[TEXT SEGMENT]
---*---

Learning to value time after 30 years is not easy. It requires FIRST being told that you don’t.
And then learning skills to put into practice that work for people that do.
Thinking outside of the box you created for yourself… Which often means trying things that you tried before, but felt didn’t work… And prioritizing.
And remembering that you, your time, what you focus on is of the utmost importance. Worship is of the utmost importance.
So take your time… His time, and give it to Him.
I used to do “Dates with Jesus”. It was a fairly direct and structured way to spend time with God. To improve our relationship.
The problem was, I let that be the only way. So if I didn’t put aside 40 minutes a day to do each. Or if I did and didn’t feel different… I felt discouraged.
That’s the enemy. He perverts things that way.
But that discouragement worked and over time I took away His time, out of guilt or shame.
In return I felt even more disconnected. And then more shame…. It cycled.
And to the point that the very thing that connected me to God was perverted and I could no longer believe that I was worthy or capable of connecting with Christ unless I went to extremes.
Makes me think of those images you see in movies or books about preists beating themselves when they fell short.
But finally, in pure frustration with how far removed I had become…
(That was the Spirit. He shines light into your darkness like that.)
I cried out to God. And asked Him what I needed to do. And he simply said: Give me time.
He didn’t say: exactly 40 minutes, 40 days of fasting, and 6 days a week in the gym (this was a thing for me as well)… But, simply: Give Me Time.

---*---

[DATA EXCERPTS]
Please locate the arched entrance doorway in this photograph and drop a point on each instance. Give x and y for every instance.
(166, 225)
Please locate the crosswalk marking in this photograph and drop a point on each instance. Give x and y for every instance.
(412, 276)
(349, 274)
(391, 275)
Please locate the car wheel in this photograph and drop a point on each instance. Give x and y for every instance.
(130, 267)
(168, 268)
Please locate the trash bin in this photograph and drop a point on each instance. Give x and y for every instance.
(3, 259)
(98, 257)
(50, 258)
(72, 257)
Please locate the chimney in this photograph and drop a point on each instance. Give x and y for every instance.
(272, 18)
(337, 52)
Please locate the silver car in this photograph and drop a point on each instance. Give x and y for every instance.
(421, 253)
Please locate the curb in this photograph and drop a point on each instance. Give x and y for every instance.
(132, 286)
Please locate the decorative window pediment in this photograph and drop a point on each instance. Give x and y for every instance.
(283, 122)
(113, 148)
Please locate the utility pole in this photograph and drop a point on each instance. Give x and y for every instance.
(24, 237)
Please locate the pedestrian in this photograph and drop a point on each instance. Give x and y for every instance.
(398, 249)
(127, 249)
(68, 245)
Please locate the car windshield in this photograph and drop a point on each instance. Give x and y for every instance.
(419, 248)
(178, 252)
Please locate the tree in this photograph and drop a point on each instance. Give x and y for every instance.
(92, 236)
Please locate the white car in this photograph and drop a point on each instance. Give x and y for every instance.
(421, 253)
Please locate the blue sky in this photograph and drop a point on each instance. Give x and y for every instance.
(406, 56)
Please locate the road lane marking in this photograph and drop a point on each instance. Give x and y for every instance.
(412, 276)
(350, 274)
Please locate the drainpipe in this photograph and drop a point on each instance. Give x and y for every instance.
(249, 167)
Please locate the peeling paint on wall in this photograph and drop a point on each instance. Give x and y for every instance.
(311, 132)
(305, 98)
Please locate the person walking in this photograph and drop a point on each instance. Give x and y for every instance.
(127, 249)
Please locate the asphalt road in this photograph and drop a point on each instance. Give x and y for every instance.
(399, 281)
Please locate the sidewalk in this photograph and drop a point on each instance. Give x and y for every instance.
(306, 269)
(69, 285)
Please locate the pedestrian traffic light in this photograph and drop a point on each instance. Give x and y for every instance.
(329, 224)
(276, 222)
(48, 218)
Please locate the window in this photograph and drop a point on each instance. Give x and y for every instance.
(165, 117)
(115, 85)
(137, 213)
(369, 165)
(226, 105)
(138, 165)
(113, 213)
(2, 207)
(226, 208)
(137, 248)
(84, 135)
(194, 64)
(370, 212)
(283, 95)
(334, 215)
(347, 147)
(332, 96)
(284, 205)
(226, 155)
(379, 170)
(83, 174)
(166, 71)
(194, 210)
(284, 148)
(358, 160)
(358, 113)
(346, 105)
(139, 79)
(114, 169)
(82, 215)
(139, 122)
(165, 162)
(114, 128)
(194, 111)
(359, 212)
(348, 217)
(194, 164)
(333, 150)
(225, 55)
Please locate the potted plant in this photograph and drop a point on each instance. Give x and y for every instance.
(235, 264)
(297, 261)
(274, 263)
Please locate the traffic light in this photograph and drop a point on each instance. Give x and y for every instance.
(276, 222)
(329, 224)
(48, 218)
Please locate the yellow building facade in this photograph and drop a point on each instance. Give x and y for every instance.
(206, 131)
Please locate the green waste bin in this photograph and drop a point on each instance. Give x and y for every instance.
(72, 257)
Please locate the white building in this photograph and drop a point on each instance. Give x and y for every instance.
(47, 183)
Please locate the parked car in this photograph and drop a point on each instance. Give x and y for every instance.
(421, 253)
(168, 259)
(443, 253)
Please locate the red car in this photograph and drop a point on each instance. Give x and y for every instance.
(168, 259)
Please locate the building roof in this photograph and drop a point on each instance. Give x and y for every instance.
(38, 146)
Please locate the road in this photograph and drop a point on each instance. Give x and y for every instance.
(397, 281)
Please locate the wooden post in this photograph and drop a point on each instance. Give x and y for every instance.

---*---

[EXERCISE REQUIREMENTS]
A – Reproduce the portion of the passage about giving God time that opens with the words containing "But that discouragement" and closes with "shame…. It cycled.".
B – Summarize the passage about giving God time in two sentences.
C – In the passage about giving God time, what did the writer call the structured way of spending time with God that they used to follow?

[SOLUTIONS IN ORDER]
A –
But that discouragement worked and over time I took away His time, out of guilt or shame.
In return I felt even more disconnected. And then more shame…. It cycled.

B – The writer once treated structured "Dates with Jesus" as the only way to spend time with God, and when that routine slipped or felt empty, discouragement, guilt, and shame led to taking time away from God and feeling even more disconnected. Out of frustration, the writer finally cried out to God and heard the simple answer: Give me time.

C – "Dates with Jesus."